### Tarea asignada 1
Reescriba como lista JSON de cadenas, una por cada línea y omitiendo las líneas en blanco, los registros que van desde la línea que contiene "TARGET: pink shirt" hasta la línea que contiene "[(266, 286)]", ambas incluidas.

**** Texto proporcionado

Lo reconocía Victoria Eugenia:

—Los españoles son malos maridos…

¿Sus amigas? Qué amigas, ella no tenía amigas…

Su hermana Irene era una virginal soltera que no podía entender nada. Su prima Tatiana estaba en París, enfrentada a su tío y sus primos por problemas hereditarios. Pero también podía adivinar cuál sería su consejo, no en vano era la nieta de la princesa María Bonaparte, una de las primeras feministas europeas:

—Déjalo, abandona a Juanito, Sofía, ninguna mujer tiene que aguantar eso.

Claro, se dijo amargamente Sofía, ella era una señora particular y encima millonaria.

Sofía, ¿qué tenía? ¿Qué futuro la esperaba si dejaba a Juanito?

¿Incorporarse al circuito de las exaltezas de medio pelo que paseaban su aburrimiento por las salas de ruleta de la Costa Azul, junto al exrey Faruk de Egipto y la exemperatriz Soraya de Irán, cobrando para dar lustre a las fiestas de los nuevos ricos?

¿Meterse en un convento?

Solo había una persona en el mundo que pudiera entenderla.

Su madre. Federica.

********
**** Extracto de datos

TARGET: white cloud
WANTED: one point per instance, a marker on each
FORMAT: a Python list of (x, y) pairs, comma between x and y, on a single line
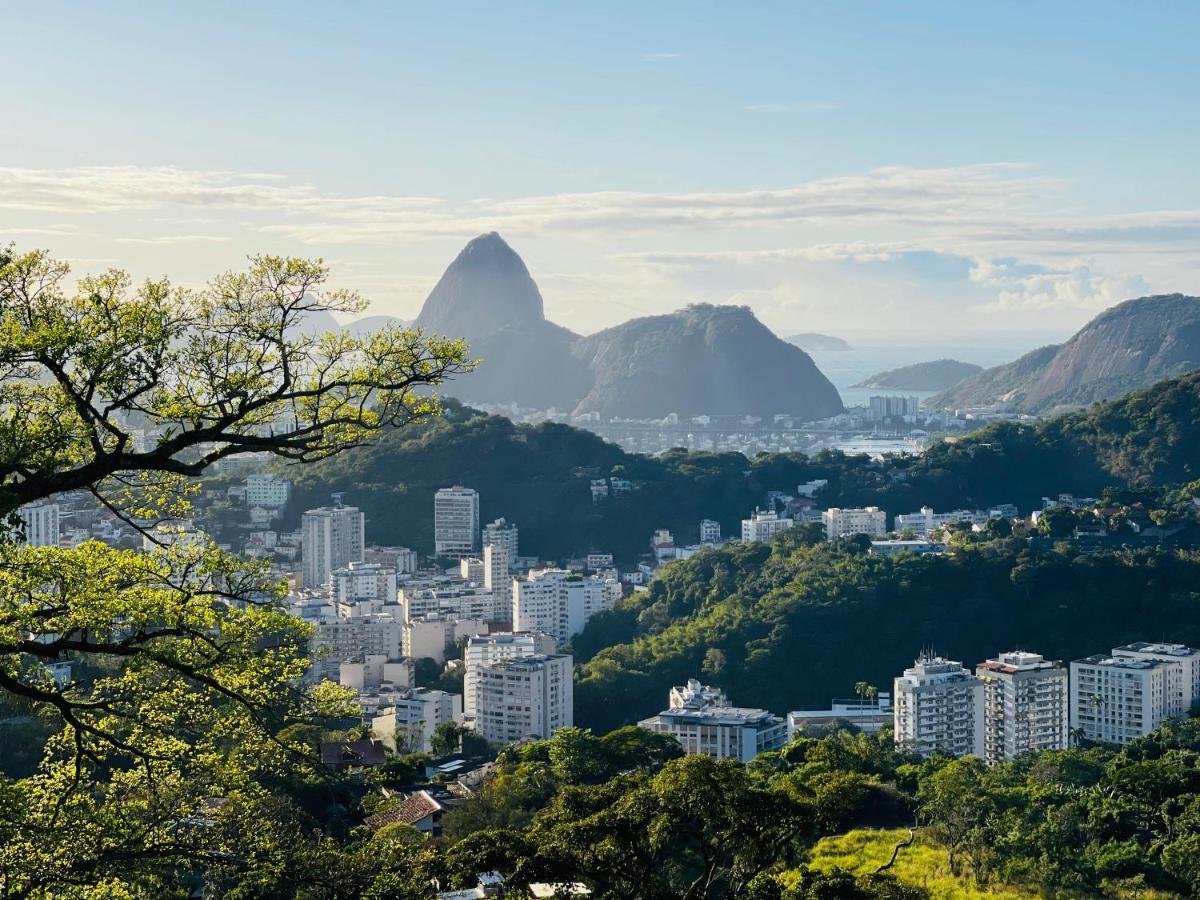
[(177, 239)]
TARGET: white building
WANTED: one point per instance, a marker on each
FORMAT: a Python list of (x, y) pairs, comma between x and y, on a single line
[(351, 639), (527, 696), (559, 603), (868, 520), (504, 534), (1025, 706), (451, 598), (268, 491), (402, 559), (1129, 694), (894, 407), (333, 538), (1185, 687), (599, 562), (809, 489), (366, 587), (430, 636), (40, 525), (919, 546), (484, 651), (867, 715), (763, 526), (925, 521), (709, 531), (409, 725), (373, 672), (695, 695), (456, 522), (720, 732), (498, 581), (939, 709)]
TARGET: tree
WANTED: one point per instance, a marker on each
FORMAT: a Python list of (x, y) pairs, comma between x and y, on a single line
[(185, 660), (865, 691)]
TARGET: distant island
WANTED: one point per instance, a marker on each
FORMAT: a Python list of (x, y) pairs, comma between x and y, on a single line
[(935, 376), (813, 341)]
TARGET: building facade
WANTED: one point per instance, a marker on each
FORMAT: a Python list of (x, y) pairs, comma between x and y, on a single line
[(559, 603), (939, 709), (869, 520), (408, 725), (330, 538), (503, 534), (763, 526), (484, 651), (526, 696), (721, 732), (1025, 701), (456, 522), (40, 525)]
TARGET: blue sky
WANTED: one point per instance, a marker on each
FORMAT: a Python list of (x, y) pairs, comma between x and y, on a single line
[(887, 168)]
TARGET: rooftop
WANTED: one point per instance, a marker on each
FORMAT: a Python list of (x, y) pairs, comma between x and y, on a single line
[(1162, 649)]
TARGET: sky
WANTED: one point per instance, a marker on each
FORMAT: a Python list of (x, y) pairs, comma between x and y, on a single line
[(985, 172)]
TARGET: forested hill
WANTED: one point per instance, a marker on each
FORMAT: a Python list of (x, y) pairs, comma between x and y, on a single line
[(539, 477), (789, 627)]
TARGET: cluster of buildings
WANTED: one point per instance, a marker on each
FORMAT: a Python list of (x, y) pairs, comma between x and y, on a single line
[(1020, 702), (497, 617)]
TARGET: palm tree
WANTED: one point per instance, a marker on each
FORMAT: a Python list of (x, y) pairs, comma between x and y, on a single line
[(865, 691)]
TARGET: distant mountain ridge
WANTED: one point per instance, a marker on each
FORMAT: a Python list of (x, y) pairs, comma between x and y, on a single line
[(701, 359), (935, 376), (1125, 348), (809, 341)]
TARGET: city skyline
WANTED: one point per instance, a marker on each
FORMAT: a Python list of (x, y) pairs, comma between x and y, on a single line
[(639, 160)]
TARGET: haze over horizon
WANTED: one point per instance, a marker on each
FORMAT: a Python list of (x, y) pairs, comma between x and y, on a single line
[(637, 160)]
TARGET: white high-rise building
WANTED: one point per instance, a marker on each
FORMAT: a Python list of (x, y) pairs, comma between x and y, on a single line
[(868, 520), (1185, 688), (1025, 706), (763, 526), (484, 651), (559, 603), (1120, 697), (331, 538), (527, 696), (939, 709), (366, 586), (456, 522), (504, 534), (268, 491), (40, 523), (498, 581), (409, 724), (351, 639)]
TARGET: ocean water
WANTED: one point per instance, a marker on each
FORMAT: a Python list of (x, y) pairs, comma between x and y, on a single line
[(869, 357)]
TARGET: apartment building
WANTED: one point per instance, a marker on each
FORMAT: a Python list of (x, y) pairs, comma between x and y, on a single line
[(559, 603), (484, 651), (840, 522), (409, 724), (331, 538), (763, 526), (526, 696), (1025, 705), (456, 522), (939, 708)]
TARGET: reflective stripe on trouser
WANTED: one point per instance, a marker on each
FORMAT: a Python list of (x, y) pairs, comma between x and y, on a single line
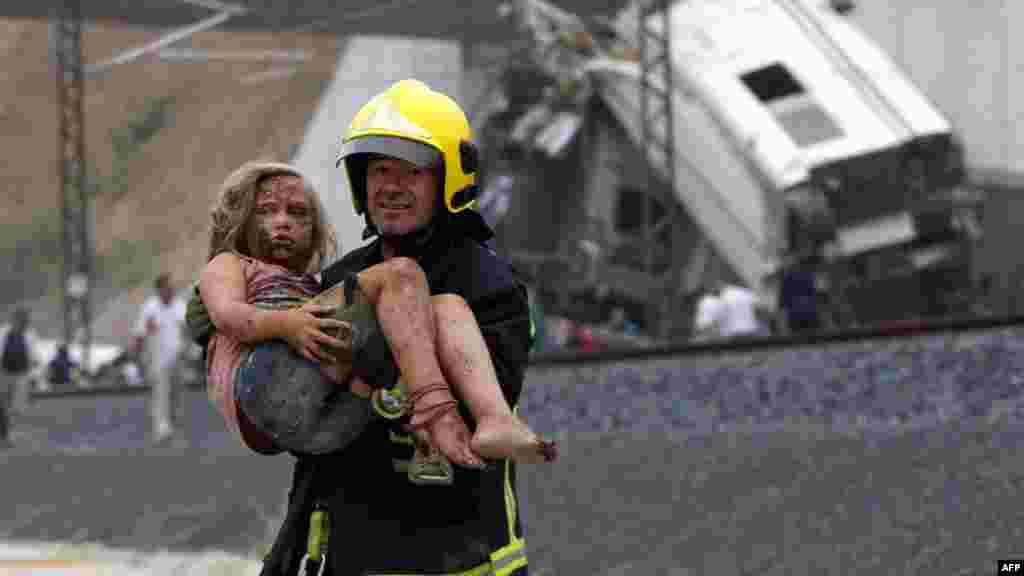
[(503, 562)]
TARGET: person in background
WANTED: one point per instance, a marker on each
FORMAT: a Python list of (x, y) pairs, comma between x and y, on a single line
[(20, 351), (160, 339)]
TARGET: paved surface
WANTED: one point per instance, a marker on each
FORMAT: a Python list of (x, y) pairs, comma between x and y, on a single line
[(804, 499)]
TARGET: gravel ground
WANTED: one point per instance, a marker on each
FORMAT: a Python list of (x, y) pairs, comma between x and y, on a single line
[(696, 465)]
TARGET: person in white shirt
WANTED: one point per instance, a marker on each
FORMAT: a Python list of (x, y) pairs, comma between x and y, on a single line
[(739, 312), (708, 320), (727, 311), (19, 345), (161, 339)]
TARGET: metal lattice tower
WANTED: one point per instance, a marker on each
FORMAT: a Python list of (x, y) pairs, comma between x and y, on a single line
[(77, 269), (657, 123)]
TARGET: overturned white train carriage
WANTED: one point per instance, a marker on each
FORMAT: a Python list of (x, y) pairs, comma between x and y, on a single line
[(795, 134)]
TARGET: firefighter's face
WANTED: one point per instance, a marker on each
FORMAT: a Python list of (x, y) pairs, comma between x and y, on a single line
[(401, 197)]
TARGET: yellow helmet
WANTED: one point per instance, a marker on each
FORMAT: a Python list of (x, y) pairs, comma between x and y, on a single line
[(415, 123)]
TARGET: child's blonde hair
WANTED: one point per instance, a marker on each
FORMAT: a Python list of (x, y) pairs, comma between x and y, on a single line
[(237, 200)]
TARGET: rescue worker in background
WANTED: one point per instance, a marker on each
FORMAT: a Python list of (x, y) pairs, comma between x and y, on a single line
[(411, 165)]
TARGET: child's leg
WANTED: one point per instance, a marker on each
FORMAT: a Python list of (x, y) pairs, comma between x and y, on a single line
[(397, 290), (466, 362)]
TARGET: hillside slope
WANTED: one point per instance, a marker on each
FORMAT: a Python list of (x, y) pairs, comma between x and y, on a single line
[(160, 137)]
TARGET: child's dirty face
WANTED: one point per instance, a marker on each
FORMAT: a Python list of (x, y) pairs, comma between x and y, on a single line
[(282, 225)]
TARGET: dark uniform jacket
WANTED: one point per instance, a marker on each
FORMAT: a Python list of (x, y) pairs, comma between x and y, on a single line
[(380, 523)]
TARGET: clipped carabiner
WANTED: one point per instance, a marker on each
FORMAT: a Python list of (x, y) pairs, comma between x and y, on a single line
[(310, 567)]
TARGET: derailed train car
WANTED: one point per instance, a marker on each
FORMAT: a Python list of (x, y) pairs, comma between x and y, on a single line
[(796, 138)]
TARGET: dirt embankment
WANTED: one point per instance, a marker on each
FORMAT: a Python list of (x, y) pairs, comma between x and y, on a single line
[(160, 137)]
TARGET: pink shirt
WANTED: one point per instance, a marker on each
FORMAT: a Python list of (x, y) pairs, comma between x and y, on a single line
[(266, 286)]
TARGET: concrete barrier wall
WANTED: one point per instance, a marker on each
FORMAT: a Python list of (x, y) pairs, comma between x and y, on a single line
[(880, 383)]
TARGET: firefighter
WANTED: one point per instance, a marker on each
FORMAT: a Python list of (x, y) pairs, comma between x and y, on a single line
[(353, 511)]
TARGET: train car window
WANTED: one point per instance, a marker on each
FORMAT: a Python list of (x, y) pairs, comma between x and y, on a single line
[(629, 212), (772, 83), (802, 118)]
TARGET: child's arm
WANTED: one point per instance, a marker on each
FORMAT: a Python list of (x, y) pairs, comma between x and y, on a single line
[(222, 288)]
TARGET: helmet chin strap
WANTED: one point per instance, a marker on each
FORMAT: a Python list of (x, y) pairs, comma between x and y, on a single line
[(406, 244)]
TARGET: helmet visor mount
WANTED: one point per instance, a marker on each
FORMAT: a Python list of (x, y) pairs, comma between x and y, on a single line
[(411, 151)]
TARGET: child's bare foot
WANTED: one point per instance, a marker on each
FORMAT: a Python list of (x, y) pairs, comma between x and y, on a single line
[(451, 436), (503, 437)]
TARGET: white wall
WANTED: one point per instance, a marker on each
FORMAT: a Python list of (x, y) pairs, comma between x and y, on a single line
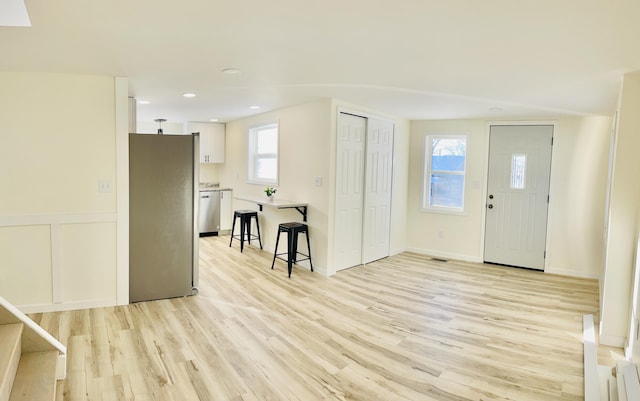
[(623, 208), (448, 235), (304, 149), (577, 190), (307, 151), (57, 230), (578, 178)]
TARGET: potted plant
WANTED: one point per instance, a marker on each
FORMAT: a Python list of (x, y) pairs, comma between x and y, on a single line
[(270, 191)]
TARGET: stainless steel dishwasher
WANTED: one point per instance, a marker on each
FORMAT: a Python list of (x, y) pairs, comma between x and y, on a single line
[(209, 221)]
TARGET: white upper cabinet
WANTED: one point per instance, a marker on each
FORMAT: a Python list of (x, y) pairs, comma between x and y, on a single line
[(211, 140)]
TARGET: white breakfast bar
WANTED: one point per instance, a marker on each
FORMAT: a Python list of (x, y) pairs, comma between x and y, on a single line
[(278, 204)]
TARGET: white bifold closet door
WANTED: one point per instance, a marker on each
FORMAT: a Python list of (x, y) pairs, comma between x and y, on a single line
[(363, 190)]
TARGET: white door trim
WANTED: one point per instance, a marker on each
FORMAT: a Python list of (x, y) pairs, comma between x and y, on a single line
[(489, 123)]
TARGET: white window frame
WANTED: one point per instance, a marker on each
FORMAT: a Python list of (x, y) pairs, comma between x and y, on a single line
[(427, 171), (253, 156)]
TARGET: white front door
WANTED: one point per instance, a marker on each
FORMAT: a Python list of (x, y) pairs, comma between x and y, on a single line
[(518, 195), (377, 193), (349, 190)]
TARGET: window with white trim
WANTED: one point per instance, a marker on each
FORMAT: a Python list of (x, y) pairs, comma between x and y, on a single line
[(263, 154), (444, 172)]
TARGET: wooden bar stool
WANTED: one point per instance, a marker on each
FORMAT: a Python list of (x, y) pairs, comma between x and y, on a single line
[(245, 227), (292, 230)]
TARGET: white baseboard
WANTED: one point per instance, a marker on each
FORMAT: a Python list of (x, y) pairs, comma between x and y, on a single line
[(66, 306), (446, 255), (612, 341), (570, 272)]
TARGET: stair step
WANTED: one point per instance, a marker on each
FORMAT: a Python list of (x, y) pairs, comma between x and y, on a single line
[(36, 377), (10, 350)]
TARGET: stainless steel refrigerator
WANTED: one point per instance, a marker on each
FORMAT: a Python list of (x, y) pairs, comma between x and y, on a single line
[(163, 216)]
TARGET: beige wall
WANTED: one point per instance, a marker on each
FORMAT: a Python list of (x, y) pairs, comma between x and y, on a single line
[(578, 178), (577, 189), (57, 230), (624, 202), (304, 149), (453, 236), (307, 151)]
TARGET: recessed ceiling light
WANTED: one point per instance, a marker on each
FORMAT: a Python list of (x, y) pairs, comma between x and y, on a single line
[(231, 71)]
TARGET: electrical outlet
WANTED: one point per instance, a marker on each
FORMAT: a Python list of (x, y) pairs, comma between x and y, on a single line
[(104, 186)]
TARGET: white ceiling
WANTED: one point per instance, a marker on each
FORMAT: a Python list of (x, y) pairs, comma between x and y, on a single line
[(417, 59)]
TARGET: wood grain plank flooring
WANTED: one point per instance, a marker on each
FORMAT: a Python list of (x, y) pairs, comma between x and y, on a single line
[(403, 328)]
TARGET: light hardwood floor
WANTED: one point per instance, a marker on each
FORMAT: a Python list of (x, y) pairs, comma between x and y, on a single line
[(403, 328)]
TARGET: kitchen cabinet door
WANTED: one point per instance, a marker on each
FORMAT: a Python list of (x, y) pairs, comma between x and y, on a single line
[(226, 214)]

********

### Tarea asignada 2
Responda brevemente, según el texto sobre Sofía:
(a) ¿En qué ciudad se encontraba su prima Tatiana?
(b) ¿De quién era nieta Tatiana?
(c) ¿Quién era la única persona en el mundo que podía entender a Sofía?

### Resultado esperado 1
[
  "TARGET: pink shirt",
  "WANTED: one point per instance, a marker on each",
  "FORMAT: a Python list of (x, y) pairs, comma between x and y, on a single line",
  "[(266, 286)]"
]

### Resultado esperado 2
(a) En París.
(b) De la princesa María Bonaparte.
(c) Su madre, Federica.